* Extract to read

-- start --

And it isn't going to be only me writing it. Quietly Compounding is open to UK guest contributors — people who actually understand a specialism I can't justifiably cover from where I'm standing. Defined benefit pensions and the public-sector schemes. The tax side of self-employment and limited companies. Property mechanics beyond a first mortgage. Decumulation. Inheritance. The bits of the UK money system I haven't lived through, written by people who have. If you write seriously about UK personal finance and the editorial bar here (no jargon, no advice, no sponsorship, no affiliate links in post bodies) reads like something you'd want to write under, the pitch details are on the blog homepage.

If that sounds slow — good. It's meant to.


A few people whose work made me think differently

If the long-term, low-noise side of UK personal finance interests you, these are the people I'd point a friend toward. No affiliates, no kickbacks. Just writers and YouTubers I've genuinely learned from.

I'll add more as I find more. If there's a name you think belongs on that list, the email is on the about page.

-- end --

* Extracted entries
-- start --

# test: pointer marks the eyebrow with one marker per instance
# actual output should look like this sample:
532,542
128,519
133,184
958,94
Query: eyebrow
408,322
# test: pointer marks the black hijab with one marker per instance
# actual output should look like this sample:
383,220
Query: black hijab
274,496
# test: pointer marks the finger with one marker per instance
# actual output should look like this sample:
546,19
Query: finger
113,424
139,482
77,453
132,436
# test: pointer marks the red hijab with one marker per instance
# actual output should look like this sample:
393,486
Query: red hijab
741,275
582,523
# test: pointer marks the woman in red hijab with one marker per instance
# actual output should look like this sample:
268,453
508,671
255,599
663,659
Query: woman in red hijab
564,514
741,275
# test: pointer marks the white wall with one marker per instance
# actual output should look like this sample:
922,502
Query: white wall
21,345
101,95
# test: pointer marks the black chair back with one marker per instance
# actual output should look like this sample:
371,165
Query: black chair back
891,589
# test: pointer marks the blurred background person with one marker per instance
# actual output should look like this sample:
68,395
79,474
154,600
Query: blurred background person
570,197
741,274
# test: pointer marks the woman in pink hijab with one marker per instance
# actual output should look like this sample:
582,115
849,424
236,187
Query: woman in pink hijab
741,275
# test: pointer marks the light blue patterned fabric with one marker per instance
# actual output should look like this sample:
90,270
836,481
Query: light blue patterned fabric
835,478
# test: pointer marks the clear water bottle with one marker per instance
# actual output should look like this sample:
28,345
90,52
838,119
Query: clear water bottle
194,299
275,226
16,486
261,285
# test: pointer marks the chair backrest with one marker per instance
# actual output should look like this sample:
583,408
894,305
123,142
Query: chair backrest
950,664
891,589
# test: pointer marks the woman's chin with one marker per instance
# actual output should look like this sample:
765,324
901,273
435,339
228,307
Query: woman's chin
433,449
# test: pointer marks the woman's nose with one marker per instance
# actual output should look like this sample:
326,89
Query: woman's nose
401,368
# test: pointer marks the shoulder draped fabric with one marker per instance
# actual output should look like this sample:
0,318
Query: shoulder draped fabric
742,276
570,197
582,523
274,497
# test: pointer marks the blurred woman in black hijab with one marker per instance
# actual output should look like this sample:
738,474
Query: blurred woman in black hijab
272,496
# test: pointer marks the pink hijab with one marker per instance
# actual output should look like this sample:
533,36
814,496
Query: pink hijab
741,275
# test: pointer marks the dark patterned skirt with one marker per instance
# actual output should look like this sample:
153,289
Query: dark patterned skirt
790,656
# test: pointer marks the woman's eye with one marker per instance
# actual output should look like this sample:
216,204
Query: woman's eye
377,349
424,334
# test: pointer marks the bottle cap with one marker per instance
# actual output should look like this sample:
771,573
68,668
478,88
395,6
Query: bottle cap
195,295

-- end --

* Stated task 1
Rewrite the paragraph of the blog excerpt that begins "And it isn't going to be only me" as a short list, keeping its main facts.
* Stated task 2
According to the blog excerpt, where should someone send a name they think belongs on the list of recommended writers and YouTubers?
* Stated task 3
In the blog excerpt, copy the passage word for word, starting at "If the long-term, low-noise" and ending at "the about page.".
The records come from a separate source.

* Complete response 1
- Quietly Compounding is open to UK guest contributors who understand specialisms the author can't justifiably cover.
- Topics sought: defined benefit pensions and public-sector schemes; the tax side of self-employment and limited companies; property mechanics beyond a first mortgage; decumulation; inheritance; and parts of the UK money system the author hasn't lived through, written by people who have.
- Editorial bar: no jargon, no advice, no sponsorship, and no affiliate links in post bodies.
- Pitch details are on the blog homepage.

* Complete response 2
To the email address on the about page.

* Complete response 3
If the long-term, low-noise side of UK personal finance interests you, these are the people I'd point a friend toward. No affiliates, no kickbacks. Just writers and YouTubers I've genuinely learned from.

I'll add more as I find more. If there's a name you think belongs on that list, the email is on the about page.